(Dataset entries)

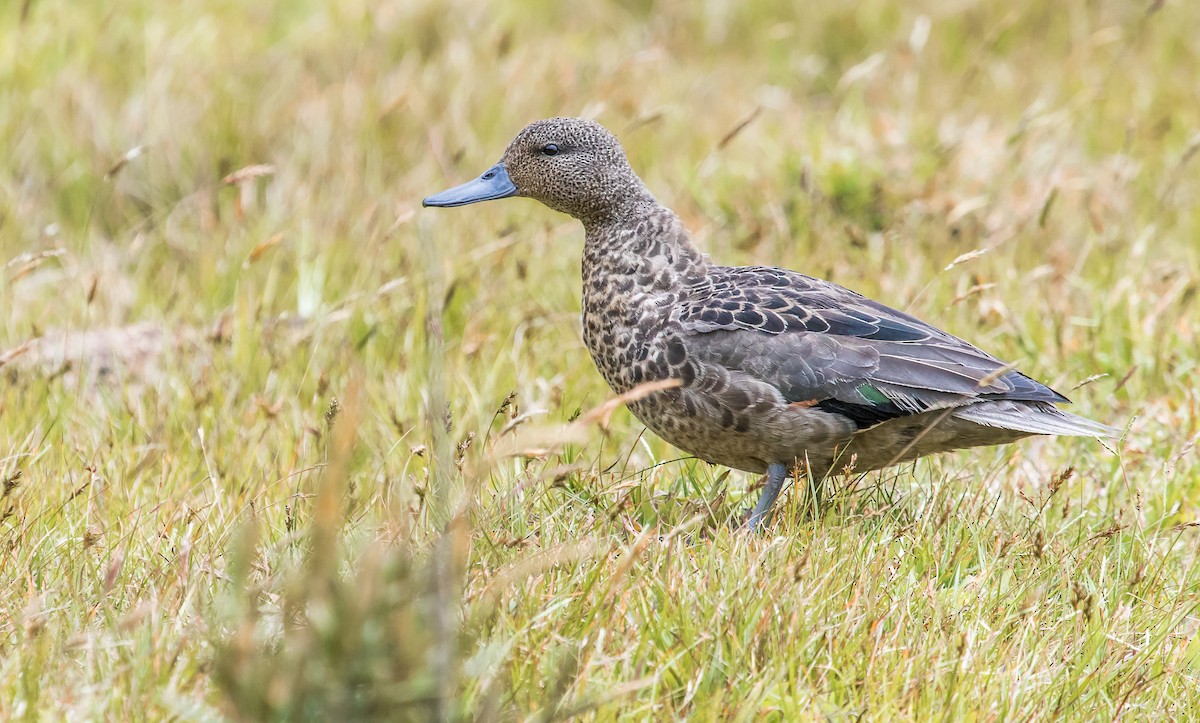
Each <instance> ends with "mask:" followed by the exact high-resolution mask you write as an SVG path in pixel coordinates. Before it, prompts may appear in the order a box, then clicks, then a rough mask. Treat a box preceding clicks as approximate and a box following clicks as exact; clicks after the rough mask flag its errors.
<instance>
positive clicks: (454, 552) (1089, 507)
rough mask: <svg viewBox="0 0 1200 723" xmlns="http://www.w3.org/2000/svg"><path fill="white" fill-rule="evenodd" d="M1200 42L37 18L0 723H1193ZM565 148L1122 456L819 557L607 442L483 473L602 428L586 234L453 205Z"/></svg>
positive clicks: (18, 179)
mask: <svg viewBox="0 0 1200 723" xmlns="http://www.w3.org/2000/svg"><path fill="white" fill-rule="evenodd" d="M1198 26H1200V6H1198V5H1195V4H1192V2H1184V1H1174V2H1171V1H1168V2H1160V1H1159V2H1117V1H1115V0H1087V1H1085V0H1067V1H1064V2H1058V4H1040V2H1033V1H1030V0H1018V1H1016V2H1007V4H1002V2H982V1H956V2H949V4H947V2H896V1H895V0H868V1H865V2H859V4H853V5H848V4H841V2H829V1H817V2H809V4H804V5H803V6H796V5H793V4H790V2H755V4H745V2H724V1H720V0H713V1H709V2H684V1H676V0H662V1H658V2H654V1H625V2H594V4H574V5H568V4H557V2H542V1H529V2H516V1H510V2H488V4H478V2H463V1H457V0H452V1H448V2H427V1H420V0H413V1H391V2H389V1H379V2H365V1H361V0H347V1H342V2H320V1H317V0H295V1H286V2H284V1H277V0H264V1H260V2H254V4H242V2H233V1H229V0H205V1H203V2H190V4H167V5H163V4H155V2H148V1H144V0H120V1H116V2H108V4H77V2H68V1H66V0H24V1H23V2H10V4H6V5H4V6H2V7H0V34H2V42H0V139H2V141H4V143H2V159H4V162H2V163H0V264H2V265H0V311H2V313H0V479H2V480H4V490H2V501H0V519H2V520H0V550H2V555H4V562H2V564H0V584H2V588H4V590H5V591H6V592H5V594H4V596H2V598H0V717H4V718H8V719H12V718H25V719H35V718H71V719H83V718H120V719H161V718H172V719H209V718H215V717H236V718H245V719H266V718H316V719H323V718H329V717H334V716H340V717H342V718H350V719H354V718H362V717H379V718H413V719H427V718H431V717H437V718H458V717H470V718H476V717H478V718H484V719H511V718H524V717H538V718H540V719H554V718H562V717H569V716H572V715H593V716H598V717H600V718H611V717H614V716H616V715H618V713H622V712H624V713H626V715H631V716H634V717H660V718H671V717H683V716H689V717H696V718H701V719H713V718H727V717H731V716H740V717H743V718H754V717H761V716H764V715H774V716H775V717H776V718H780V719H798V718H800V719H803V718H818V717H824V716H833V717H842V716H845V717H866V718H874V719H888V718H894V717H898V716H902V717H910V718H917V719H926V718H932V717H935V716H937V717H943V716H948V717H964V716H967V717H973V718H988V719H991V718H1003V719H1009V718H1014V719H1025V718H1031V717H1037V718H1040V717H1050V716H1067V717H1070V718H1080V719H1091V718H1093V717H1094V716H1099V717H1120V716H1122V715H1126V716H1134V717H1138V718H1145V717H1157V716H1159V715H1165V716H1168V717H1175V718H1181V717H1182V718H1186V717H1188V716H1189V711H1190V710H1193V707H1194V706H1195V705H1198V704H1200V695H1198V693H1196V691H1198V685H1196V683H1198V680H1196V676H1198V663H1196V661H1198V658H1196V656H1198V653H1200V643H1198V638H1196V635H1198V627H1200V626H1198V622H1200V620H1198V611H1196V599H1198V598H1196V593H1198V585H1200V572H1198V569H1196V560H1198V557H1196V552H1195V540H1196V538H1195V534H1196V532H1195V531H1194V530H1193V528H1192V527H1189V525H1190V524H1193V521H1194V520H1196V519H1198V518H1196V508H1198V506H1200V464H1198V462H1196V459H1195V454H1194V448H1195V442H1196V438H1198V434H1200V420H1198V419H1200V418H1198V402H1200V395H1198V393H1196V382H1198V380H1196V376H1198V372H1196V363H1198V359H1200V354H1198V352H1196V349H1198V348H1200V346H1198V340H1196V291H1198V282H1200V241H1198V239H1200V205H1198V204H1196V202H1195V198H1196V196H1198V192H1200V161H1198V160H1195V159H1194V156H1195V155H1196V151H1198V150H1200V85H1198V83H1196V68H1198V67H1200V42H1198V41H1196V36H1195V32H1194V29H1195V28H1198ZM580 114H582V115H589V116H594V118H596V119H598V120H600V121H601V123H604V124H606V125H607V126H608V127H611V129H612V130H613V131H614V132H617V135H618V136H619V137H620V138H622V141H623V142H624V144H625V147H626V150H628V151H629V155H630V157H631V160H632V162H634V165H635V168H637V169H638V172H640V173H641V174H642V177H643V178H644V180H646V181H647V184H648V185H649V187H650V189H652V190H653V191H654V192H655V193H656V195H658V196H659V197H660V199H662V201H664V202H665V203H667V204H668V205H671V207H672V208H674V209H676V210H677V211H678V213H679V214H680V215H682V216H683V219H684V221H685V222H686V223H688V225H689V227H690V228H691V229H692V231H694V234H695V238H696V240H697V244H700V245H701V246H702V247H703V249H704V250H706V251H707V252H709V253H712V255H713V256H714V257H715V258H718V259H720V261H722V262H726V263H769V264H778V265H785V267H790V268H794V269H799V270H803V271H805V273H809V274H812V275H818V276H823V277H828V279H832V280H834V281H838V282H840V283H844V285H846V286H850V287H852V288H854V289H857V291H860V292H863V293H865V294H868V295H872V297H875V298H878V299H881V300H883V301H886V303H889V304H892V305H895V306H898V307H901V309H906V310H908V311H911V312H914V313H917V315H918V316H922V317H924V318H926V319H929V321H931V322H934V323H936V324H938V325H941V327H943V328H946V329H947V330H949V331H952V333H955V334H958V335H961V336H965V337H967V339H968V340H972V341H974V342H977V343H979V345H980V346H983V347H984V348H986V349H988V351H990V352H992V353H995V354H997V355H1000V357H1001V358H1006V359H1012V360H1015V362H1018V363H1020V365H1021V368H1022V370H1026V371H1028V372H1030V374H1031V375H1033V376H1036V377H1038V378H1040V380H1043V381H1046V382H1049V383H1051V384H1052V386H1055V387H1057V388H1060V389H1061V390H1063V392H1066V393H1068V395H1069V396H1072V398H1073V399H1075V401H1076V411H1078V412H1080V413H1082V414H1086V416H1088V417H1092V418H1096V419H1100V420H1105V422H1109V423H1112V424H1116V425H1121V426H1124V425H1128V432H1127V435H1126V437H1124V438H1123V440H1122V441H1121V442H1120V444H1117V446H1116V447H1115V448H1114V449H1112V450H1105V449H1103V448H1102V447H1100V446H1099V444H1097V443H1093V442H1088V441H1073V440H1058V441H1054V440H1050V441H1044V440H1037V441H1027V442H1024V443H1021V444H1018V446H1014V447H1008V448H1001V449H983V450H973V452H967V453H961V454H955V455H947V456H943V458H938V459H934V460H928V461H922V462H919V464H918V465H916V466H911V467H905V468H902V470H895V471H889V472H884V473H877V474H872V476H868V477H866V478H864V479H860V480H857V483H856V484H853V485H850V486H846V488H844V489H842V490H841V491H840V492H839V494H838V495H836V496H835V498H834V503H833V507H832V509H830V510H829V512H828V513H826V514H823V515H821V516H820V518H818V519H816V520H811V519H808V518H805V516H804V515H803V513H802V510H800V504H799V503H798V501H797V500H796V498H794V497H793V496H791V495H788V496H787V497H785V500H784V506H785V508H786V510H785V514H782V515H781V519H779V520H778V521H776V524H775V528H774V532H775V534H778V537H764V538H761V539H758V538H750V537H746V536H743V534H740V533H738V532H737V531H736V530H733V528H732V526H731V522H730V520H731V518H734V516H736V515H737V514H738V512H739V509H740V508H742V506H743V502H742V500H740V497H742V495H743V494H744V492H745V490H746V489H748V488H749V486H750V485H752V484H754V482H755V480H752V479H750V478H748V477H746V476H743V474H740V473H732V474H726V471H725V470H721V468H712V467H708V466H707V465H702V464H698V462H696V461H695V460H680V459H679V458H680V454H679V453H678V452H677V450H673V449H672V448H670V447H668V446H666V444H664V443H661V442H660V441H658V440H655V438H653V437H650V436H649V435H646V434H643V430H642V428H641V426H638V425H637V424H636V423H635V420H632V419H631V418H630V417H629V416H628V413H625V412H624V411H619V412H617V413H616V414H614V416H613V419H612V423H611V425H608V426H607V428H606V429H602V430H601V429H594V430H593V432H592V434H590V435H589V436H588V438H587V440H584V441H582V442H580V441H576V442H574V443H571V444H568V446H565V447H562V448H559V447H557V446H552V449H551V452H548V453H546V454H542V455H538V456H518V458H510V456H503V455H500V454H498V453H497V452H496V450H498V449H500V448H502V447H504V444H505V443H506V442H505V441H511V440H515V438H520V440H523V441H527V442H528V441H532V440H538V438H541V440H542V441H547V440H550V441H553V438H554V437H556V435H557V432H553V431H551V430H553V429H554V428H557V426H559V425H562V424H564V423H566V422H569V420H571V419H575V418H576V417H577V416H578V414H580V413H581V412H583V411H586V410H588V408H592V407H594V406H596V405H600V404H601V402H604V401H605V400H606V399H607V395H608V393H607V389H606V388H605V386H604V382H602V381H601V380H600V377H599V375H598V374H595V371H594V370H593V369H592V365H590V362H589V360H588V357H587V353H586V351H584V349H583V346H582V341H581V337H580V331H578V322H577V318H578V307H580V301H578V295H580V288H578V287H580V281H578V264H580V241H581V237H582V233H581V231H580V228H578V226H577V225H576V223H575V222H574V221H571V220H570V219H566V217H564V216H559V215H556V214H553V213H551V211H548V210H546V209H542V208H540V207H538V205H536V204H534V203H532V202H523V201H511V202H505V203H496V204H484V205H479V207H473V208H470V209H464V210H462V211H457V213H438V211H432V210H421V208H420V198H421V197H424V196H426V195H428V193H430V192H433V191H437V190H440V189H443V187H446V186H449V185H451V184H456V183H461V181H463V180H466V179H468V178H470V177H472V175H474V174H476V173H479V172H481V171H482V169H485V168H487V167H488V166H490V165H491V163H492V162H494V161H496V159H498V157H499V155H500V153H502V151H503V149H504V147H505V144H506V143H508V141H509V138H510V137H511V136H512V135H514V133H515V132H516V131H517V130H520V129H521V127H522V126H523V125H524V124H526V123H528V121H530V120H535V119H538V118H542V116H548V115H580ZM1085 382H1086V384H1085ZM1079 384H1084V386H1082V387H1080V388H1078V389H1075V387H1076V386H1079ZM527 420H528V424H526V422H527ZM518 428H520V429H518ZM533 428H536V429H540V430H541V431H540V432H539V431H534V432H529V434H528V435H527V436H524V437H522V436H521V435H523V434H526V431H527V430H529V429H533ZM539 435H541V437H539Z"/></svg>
---
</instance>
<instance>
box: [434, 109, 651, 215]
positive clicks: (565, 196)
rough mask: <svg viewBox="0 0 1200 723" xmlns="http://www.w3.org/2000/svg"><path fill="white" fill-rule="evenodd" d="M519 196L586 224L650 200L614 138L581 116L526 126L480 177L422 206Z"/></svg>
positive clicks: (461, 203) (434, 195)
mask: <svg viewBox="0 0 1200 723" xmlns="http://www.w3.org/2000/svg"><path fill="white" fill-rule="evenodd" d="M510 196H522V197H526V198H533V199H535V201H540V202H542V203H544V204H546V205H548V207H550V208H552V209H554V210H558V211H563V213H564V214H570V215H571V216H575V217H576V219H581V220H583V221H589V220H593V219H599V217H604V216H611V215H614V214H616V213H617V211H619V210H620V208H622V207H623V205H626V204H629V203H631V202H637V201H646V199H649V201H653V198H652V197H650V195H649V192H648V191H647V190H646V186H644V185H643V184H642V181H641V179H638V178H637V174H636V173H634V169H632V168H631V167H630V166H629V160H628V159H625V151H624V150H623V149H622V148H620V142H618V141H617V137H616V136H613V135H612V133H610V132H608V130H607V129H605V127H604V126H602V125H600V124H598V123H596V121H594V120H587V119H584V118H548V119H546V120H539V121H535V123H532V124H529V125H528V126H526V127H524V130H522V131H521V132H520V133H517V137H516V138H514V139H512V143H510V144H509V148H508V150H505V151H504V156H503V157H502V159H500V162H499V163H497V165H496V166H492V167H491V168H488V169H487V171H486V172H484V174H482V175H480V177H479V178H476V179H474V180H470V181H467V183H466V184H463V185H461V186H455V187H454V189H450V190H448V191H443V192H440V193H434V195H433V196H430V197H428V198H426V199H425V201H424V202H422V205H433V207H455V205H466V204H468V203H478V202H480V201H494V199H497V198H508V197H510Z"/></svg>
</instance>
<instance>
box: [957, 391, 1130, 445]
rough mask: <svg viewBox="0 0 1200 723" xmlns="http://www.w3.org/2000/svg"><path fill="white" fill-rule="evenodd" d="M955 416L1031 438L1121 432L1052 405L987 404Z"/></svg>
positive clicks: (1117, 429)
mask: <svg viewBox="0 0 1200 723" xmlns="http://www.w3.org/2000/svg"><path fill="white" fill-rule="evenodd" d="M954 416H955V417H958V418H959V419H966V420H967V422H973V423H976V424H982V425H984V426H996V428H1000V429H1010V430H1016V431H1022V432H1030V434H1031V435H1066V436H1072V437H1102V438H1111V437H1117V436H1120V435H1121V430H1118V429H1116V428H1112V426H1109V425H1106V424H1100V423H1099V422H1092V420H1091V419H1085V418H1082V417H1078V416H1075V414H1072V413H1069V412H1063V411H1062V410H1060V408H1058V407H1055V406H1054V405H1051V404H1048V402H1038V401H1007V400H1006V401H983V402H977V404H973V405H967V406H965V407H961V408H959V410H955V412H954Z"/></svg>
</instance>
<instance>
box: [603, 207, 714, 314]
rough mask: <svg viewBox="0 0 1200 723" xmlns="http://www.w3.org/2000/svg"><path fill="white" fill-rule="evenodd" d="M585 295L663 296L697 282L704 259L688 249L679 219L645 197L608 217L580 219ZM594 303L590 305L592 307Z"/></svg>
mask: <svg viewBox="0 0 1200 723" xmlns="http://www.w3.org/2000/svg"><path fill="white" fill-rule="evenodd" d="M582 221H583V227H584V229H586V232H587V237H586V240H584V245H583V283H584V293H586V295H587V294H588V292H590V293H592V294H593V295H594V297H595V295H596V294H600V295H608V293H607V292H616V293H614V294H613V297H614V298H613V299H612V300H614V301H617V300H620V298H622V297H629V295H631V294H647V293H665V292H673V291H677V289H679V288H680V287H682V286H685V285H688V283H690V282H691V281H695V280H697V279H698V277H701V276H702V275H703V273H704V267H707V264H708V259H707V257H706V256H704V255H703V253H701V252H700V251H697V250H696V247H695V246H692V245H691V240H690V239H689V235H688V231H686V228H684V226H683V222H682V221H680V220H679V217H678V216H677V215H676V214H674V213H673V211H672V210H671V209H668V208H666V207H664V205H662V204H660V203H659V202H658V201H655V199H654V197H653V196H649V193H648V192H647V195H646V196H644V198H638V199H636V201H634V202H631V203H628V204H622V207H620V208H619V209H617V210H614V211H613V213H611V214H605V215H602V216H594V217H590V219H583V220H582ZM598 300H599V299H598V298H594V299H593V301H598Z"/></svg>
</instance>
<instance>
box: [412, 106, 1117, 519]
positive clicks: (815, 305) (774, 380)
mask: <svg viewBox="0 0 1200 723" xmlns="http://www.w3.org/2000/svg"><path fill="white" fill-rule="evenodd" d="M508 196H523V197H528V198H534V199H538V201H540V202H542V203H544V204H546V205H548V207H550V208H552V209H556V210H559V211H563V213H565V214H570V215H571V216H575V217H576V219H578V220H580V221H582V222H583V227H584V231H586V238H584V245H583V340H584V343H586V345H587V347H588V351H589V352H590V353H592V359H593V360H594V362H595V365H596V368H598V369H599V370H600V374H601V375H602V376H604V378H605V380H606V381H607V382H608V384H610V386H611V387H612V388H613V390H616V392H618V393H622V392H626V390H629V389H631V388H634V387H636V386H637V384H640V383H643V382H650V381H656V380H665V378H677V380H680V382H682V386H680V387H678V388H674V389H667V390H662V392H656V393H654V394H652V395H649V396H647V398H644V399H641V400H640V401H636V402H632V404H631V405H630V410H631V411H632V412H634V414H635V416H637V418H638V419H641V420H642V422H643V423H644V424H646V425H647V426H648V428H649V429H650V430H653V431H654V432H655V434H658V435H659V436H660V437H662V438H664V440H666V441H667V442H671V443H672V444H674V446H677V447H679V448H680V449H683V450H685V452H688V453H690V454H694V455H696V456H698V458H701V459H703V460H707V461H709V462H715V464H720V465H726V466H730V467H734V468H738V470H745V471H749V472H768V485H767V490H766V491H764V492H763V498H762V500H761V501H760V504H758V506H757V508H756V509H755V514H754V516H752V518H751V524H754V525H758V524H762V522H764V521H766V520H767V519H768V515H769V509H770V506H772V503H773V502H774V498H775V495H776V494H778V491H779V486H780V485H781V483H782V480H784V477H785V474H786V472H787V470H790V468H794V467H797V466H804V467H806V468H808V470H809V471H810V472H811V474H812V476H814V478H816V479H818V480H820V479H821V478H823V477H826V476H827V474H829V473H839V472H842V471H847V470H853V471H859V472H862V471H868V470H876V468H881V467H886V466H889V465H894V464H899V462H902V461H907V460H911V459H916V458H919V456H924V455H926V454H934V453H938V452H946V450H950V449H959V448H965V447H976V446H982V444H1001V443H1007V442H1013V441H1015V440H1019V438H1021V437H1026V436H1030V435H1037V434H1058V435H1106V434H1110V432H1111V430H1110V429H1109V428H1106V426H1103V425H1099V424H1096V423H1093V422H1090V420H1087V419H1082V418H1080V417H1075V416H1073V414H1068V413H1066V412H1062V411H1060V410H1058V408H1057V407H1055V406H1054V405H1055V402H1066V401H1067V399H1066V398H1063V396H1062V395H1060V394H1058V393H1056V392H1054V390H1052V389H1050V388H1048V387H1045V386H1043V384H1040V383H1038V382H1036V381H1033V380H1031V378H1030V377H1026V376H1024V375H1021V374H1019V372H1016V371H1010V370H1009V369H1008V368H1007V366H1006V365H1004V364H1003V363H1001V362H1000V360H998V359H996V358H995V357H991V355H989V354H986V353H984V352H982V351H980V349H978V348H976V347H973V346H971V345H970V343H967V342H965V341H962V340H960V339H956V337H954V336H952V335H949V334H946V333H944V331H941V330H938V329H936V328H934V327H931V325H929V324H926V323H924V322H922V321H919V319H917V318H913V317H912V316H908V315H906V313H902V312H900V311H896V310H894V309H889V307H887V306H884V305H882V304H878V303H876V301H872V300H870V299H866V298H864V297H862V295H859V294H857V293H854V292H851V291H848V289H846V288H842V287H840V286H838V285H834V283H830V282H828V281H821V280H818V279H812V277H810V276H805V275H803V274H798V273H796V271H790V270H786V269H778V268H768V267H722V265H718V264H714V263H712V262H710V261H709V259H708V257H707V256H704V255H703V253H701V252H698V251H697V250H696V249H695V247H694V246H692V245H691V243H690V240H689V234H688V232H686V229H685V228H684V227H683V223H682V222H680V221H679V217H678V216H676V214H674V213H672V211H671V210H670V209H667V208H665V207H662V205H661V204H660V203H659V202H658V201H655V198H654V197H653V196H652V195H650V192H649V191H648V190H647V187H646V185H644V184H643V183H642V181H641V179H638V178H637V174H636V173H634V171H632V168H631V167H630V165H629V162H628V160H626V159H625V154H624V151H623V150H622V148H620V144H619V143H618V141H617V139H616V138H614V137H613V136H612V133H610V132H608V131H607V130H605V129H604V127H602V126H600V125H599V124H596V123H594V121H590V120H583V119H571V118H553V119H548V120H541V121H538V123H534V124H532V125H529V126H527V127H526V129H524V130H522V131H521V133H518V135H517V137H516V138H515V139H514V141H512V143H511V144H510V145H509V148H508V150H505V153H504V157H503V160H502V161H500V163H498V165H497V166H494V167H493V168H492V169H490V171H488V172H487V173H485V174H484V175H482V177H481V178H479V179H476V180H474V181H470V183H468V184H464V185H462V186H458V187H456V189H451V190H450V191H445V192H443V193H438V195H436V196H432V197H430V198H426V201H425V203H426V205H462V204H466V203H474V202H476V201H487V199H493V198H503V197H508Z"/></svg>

▶ _About this exercise_
Set down the lines from the line with "Each <instance> ends" to the line with "positive clicks: (18, 179)" in Block 1, reproducing them exactly.

▶ _Answer space_
Each <instance> ends with "mask:" followed by the exact high-resolution mask you write as an SVG path in pixel coordinates. Before it, prompts may appear in the order a box, then clicks, then a rough mask. Treat a box preceding clicks as approximate and a box following clicks as exact; clicks after the rough mask flag its errors.
<instance>
positive clicks: (454, 552) (1089, 507)
rough mask: <svg viewBox="0 0 1200 723" xmlns="http://www.w3.org/2000/svg"><path fill="white" fill-rule="evenodd" d="M1200 42L37 18L0 723H1193ZM565 148L1122 456L819 557L607 442L483 473L602 428L586 234L453 205Z"/></svg>
positive clicks: (18, 179)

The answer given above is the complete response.